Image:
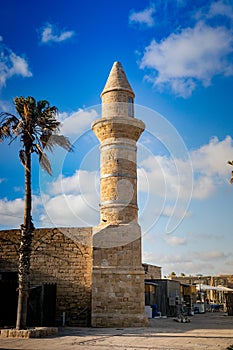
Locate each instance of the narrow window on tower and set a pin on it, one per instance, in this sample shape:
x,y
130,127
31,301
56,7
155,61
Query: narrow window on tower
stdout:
x,y
130,107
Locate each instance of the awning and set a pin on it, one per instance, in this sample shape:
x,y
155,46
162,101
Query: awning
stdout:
x,y
219,288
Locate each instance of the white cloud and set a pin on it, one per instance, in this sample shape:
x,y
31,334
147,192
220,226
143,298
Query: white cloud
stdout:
x,y
190,262
195,55
76,123
11,65
167,177
50,33
72,200
143,17
11,212
175,241
220,8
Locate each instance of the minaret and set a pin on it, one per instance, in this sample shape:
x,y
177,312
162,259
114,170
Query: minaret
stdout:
x,y
118,132
118,277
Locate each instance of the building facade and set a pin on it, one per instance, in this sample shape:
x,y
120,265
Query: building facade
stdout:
x,y
97,270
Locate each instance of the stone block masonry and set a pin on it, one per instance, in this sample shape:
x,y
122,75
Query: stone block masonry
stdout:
x,y
62,256
117,275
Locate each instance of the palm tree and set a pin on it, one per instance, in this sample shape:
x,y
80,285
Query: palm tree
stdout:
x,y
37,128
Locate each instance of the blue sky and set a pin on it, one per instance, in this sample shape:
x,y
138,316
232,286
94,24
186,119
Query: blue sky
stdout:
x,y
177,55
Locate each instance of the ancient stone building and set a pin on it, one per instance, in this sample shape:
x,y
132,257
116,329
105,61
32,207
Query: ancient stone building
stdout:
x,y
118,276
97,270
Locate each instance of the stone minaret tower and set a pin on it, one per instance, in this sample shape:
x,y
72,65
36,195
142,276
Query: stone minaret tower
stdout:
x,y
118,277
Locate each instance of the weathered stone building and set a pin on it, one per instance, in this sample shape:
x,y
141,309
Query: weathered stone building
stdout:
x,y
97,270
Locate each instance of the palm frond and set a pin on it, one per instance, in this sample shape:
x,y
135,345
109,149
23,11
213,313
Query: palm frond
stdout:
x,y
8,125
45,163
43,159
58,140
22,157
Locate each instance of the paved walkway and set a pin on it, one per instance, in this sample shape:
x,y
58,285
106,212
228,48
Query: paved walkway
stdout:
x,y
207,331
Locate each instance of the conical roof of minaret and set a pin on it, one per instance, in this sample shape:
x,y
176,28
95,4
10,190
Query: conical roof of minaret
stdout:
x,y
117,80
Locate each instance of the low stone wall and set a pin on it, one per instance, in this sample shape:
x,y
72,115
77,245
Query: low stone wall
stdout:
x,y
62,256
38,332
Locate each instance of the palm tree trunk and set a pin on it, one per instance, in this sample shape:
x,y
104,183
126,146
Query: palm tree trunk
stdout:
x,y
25,247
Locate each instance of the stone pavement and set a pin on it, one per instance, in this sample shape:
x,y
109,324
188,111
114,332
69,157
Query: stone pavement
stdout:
x,y
205,331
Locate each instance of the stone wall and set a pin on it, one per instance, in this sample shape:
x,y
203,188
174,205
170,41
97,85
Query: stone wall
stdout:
x,y
152,271
62,256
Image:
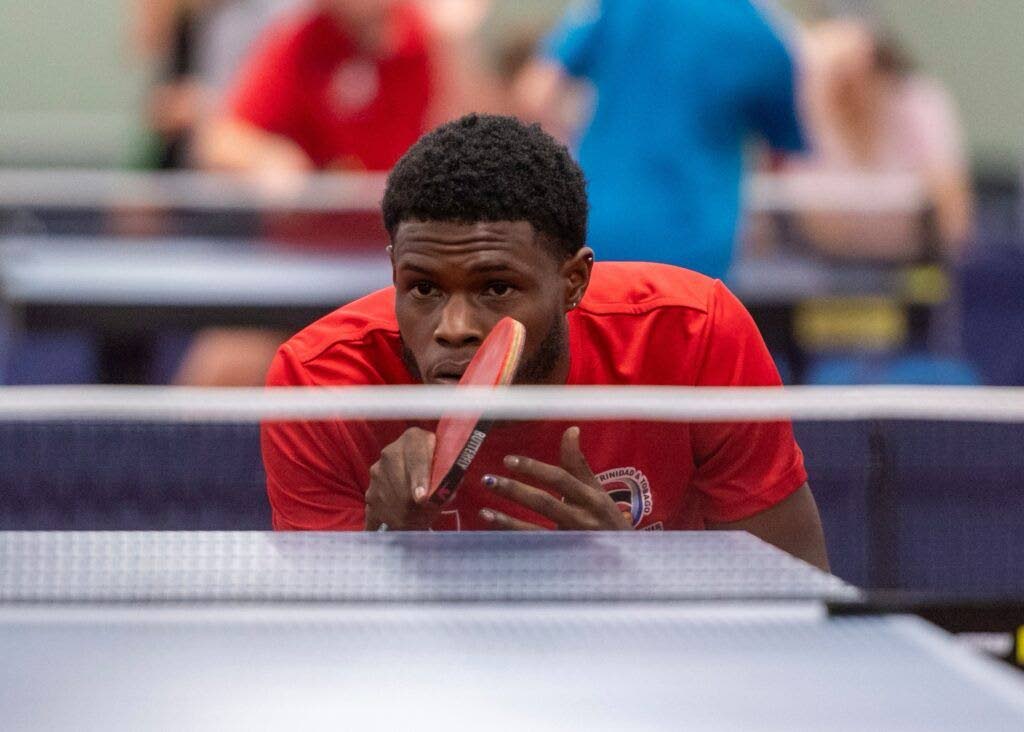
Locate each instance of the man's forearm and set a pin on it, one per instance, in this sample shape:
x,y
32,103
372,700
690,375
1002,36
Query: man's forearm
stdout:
x,y
794,525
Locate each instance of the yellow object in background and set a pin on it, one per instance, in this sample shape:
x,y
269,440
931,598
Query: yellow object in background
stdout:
x,y
859,323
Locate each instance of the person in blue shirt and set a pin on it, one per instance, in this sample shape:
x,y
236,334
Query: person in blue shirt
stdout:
x,y
681,87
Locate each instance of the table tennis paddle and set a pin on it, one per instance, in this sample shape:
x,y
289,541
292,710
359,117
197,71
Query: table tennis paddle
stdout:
x,y
460,436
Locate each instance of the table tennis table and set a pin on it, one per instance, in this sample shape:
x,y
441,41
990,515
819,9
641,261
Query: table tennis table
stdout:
x,y
706,631
134,287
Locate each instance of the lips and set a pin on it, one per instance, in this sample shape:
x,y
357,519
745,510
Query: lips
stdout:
x,y
446,372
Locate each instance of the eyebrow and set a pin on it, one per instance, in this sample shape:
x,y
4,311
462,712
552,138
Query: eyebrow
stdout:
x,y
483,268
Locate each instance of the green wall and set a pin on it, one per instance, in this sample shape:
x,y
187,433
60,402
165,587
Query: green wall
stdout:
x,y
70,92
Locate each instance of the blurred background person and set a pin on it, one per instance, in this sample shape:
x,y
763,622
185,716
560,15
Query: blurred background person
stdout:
x,y
869,112
342,84
164,35
681,87
338,85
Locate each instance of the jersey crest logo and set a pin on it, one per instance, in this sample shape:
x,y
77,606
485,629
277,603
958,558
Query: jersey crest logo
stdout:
x,y
630,489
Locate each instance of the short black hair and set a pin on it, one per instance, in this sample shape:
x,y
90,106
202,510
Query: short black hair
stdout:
x,y
489,168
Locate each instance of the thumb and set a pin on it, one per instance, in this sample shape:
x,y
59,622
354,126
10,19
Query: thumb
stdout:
x,y
572,459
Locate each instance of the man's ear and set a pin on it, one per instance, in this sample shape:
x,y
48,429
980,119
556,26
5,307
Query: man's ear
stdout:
x,y
576,271
394,271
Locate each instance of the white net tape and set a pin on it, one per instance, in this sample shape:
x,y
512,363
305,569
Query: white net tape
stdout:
x,y
118,403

····················

**WHAT IS BEING ASKED**: Set down every entry word for word, but omit the pictures.

**FINAL ANSWER**:
Image:
Locate each instance of the narrow window on tower and set a pin on it, one per instance, in this sample shape:
x,y
130,127
31,301
56,7
155,61
Query: narrow window on tower
stdout:
x,y
130,107
Locate each instance of the awning and set a pin on it, one per instance, in this sample shape:
x,y
155,46
162,101
Query: awning
stdout:
x,y
219,288
Locate each instance of the white cloud and set a pin on it, one per instance, in this sample shape:
x,y
31,334
147,192
220,226
143,298
Query: white cloud
stdout:
x,y
190,262
195,55
76,123
11,65
167,177
50,33
72,200
143,17
11,212
175,241
220,8
Locate each instance of the minaret and set a pin on it, one per instance, in this sample shape:
x,y
177,312
162,259
114,170
Query: minaret
stdout:
x,y
118,132
118,277
Locate each instance of the building facade and set a pin on it, one per instance, in this sample shape:
x,y
120,265
Query: building facade
stdout:
x,y
97,270
Locate each instance of the stone block masonry and set a pin on it, one per instance, in this sample shape:
x,y
122,75
Query: stone block masonry
stdout:
x,y
62,256
117,275
Locate each instance of the palm tree and set a pin on it, one per instance, in this sample shape:
x,y
80,285
Query: palm tree
stdout:
x,y
37,128
Locate each instance of the blue sky and set a pin on it, one per instance, in this sample shape:
x,y
138,316
232,286
94,24
186,119
Query: blue sky
stdout:
x,y
177,55
Locate each instance of the ancient stone building and set a pin on it, one per instance, in this sample shape:
x,y
132,257
116,329
105,61
32,207
Query: ancient stone building
stdout:
x,y
118,276
97,270
Locate each instance of the stone minaret tower and set a pin on it, one per instance, in this sample shape:
x,y
72,65
36,195
142,276
Query: stone minaret tower
stdout:
x,y
118,277
Locate each instance of the weathered stone building and set a pin on it, one per instance, in this sample shape:
x,y
141,309
Query: weathered stone building
stdout:
x,y
97,270
Locate each instance of the palm frond and set a pin on it, one per instance, in this sample shape:
x,y
135,345
109,149
23,11
213,313
Query: palm frond
stdout:
x,y
8,125
45,163
43,159
58,140
22,157
Locate each instance of the paved walkway and set a pin on it, one per instance, in this sample shape:
x,y
58,285
106,212
228,48
Query: paved walkway
stdout:
x,y
207,331
Locate each instance of the conical roof of minaret and set a pin on it, one per instance, in this sample shape:
x,y
176,28
95,4
10,190
Query: conical roof of minaret
stdout:
x,y
117,80
Locate each instance of the low stone wall and set a pin on it, one per instance, in this sample shape:
x,y
72,115
77,245
Query: low stone wall
stdout:
x,y
62,256
38,332
Locate each instance of the palm tree trunk and set a pin on it, one per instance, in this sample shape:
x,y
104,183
126,146
Query: palm tree trunk
stdout:
x,y
25,247
Locate each instance of the stone pavement and set a pin on it, one per instance, in this sample shape:
x,y
109,324
188,111
114,332
69,157
Query: stone pavement
stdout:
x,y
205,331
Locate each instance of the stone wall and set a pin on it, one per instance, in this sample shape:
x,y
203,188
174,205
170,41
97,85
Query: stone wall
stdout:
x,y
152,271
62,256
Image:
Locate each instance of the man's forearm and set a pin on it, one per instance, in this sample shape:
x,y
32,103
372,700
690,375
1002,36
Query: man's forearm
stdout:
x,y
794,525
Locate each instance of the yellow object in background and set a pin on it, one per instance, in this sample shape:
x,y
269,440
931,598
Query: yellow object in background
stdout:
x,y
859,323
Locate each instance of the person in blue shirt and set a pin on it, one per instance, in this sample shape:
x,y
236,334
Query: person in blue shirt
stdout:
x,y
681,87
Locate each instance of the table tennis paddle and set a pin on it, one per instance, in this sample shape:
x,y
289,541
292,710
359,117
197,71
Query: table tennis paddle
stdout:
x,y
460,436
Locate each instance of the table tennis table and set a pin on it, one per instance, in this sample shape:
x,y
441,41
990,515
819,9
641,261
Query: table tennis table
stdout:
x,y
706,631
134,287
Locate each instance of the lips and set a pin on it, one per instance, in this sample shape:
x,y
357,519
745,510
Query: lips
stdout:
x,y
446,372
Locate each instance of the eyebrow and set a pin on it, one per instance, in this sample shape:
x,y
4,311
462,712
552,138
Query: eyebrow
stdout:
x,y
483,268
Locate each instance of the green wall and set a pin on it, one per instance, in this sample shape:
x,y
187,433
60,402
165,587
Query: green wall
stdout:
x,y
70,92
Locate each instance of the blurred background person and set a pin on it, one per instance, in this sample shape:
x,y
763,622
185,716
560,15
Query: blurred background person
stdout:
x,y
869,112
342,84
164,35
681,87
338,85
Locate each instance of the jersey crest logo and set a pin on it, one per instance, in this sample shape:
x,y
77,606
485,629
277,603
958,558
Query: jersey crest logo
stdout:
x,y
630,489
Locate each instance of the short black hair and set a pin on it, one per instance, in this sample shape:
x,y
90,106
202,510
Query: short black hair
stdout:
x,y
489,168
Locate each instance of the thumb and set a pin on it, one per instance, in this sample shape:
x,y
59,622
354,126
10,19
Query: thumb
stdout:
x,y
572,459
Locate each instance of the man's ear and set a pin on it, one per instance, in this sample shape:
x,y
48,429
980,119
556,26
5,307
Query: man's ear
stdout:
x,y
576,271
394,271
Locate each instance of the white net tape and set a pin on it, one per instance, in this sample shape:
x,y
512,363
305,569
Query: white net tape
stdout:
x,y
118,403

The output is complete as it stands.